[Data items]
━━━━━━━━━━━━━━━━━━━━━━━━━━━━━━
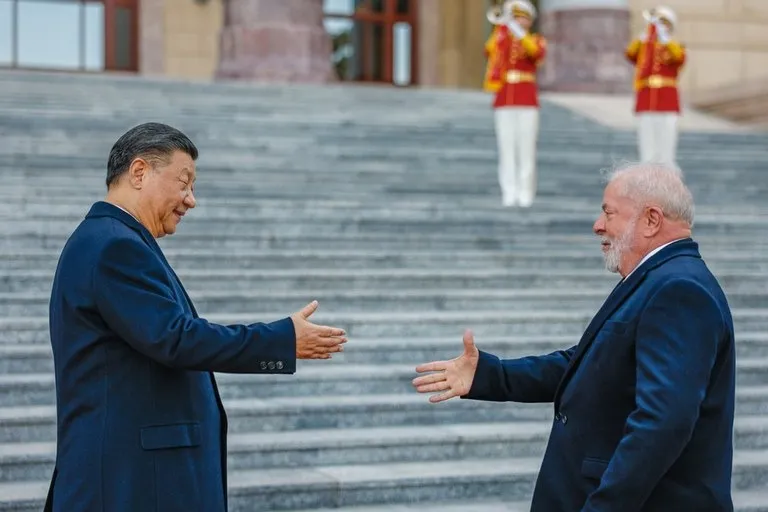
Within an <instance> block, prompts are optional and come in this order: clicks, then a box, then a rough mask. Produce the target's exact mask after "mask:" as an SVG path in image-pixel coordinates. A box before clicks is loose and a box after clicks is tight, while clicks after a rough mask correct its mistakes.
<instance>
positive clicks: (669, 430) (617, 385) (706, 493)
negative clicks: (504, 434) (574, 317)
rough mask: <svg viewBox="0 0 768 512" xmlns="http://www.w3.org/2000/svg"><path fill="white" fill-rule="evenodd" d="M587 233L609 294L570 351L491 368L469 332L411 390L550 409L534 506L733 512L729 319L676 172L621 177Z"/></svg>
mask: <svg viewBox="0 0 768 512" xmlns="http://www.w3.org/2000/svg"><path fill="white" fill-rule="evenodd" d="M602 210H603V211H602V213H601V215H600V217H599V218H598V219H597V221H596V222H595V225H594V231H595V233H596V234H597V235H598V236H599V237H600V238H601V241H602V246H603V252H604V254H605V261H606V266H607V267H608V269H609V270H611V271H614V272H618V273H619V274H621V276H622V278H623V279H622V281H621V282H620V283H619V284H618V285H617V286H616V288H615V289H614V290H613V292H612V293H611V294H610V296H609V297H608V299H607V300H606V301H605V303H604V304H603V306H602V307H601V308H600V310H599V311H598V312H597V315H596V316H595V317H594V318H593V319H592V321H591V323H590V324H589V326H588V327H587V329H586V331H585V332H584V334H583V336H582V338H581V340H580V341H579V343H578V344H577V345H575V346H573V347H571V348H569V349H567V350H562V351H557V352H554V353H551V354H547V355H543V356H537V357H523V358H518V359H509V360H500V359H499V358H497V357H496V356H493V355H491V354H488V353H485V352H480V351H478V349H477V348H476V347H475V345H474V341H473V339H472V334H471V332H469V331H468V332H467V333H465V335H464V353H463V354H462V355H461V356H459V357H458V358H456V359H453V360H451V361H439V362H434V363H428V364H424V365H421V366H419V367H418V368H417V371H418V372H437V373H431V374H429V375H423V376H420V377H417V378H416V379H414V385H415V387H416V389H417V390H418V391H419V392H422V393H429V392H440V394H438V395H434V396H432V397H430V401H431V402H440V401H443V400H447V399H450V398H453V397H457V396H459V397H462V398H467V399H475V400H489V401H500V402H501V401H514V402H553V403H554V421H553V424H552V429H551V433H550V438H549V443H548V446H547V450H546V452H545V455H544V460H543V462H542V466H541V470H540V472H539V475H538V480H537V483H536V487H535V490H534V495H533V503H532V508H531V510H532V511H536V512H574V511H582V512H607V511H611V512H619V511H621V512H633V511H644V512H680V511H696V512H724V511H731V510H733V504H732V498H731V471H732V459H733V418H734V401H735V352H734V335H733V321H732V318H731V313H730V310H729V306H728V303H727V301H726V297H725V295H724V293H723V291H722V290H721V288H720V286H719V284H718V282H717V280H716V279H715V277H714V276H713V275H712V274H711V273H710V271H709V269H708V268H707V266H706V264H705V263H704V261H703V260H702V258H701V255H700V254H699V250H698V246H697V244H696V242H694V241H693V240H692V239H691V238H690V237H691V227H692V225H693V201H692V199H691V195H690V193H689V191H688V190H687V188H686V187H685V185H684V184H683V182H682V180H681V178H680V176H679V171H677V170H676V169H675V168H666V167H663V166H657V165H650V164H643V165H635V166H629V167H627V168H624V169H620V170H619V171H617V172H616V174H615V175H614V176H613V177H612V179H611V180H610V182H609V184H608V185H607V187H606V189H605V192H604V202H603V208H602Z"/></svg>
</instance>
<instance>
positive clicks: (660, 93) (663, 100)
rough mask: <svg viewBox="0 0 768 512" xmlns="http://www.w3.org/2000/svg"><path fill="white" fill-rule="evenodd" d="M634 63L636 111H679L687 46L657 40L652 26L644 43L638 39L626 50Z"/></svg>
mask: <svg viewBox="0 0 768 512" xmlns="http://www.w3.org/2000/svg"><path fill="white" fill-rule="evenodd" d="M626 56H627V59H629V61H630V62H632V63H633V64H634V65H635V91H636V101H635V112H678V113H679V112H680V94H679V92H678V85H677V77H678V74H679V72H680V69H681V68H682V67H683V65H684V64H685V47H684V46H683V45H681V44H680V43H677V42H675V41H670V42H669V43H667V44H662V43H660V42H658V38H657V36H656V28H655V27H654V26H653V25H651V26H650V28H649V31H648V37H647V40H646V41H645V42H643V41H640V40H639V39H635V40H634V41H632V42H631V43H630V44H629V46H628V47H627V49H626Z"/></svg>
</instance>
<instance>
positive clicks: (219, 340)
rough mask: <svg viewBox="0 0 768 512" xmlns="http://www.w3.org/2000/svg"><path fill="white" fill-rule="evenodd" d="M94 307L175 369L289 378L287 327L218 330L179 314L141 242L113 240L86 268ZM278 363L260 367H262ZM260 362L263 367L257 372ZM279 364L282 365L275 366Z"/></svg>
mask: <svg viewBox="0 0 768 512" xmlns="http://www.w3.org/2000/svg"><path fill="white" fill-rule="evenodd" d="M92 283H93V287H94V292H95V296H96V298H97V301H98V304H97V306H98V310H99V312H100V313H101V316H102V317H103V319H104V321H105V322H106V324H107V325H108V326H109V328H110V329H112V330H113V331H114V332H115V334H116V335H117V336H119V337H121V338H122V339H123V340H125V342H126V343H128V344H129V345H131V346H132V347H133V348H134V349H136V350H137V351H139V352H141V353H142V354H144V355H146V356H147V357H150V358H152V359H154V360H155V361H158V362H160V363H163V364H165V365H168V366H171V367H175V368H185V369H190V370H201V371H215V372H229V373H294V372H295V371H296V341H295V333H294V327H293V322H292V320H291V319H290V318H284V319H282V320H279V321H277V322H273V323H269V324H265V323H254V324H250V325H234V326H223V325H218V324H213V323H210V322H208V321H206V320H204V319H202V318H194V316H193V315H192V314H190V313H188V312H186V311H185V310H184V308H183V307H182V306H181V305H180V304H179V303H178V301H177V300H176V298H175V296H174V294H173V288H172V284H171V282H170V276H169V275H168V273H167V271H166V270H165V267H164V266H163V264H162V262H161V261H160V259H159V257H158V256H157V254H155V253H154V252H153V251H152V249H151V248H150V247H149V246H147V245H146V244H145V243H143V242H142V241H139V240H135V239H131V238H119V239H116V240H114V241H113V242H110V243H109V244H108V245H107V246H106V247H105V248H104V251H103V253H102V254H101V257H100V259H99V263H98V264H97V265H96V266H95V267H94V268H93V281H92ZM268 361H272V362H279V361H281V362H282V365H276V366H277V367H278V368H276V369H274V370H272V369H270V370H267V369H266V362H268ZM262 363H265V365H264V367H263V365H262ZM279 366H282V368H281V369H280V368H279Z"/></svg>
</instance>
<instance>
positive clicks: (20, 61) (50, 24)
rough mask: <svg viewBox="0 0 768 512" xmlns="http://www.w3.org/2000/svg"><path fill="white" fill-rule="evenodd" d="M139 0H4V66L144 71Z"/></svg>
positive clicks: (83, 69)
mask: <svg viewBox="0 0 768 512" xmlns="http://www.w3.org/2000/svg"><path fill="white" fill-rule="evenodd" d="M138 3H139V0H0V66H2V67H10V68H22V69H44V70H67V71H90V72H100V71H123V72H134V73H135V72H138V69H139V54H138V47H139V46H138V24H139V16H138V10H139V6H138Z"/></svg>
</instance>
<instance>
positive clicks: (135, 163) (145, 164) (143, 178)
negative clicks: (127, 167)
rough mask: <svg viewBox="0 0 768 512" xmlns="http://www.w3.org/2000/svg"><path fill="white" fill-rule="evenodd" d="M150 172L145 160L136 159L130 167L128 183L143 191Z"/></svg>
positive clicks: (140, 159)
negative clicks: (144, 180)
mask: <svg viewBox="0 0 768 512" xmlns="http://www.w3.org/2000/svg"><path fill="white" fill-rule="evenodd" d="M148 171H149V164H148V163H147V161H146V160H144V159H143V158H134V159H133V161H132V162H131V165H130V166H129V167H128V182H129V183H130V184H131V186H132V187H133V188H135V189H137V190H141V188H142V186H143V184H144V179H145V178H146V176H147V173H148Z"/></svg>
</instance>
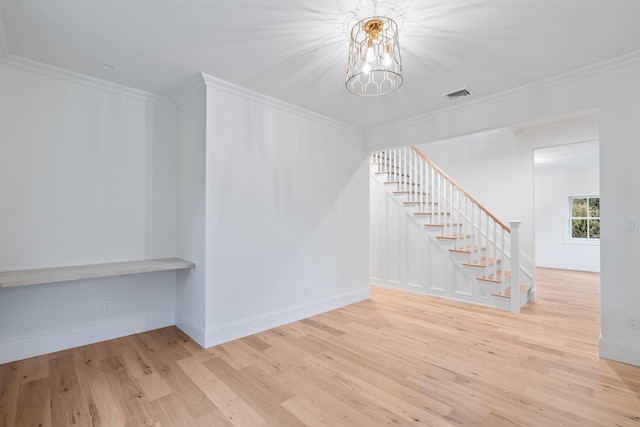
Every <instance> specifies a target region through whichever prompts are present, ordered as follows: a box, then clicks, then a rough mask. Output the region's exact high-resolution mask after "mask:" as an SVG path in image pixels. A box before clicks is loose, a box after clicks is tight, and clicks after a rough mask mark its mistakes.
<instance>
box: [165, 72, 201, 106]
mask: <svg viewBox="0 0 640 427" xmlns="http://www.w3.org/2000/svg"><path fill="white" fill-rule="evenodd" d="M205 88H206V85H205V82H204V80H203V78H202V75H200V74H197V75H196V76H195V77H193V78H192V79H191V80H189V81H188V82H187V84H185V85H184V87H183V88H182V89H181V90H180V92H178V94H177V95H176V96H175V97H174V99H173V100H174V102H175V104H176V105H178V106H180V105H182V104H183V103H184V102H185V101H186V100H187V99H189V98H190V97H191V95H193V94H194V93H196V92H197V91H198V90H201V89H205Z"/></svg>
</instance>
━━━━━━━━━━━━━━━━━━━━━━━━━━━━━━
Exercise brief: Looking at the records above, work out how many lines hold "then" and write only that number.

Answer to this problem: 2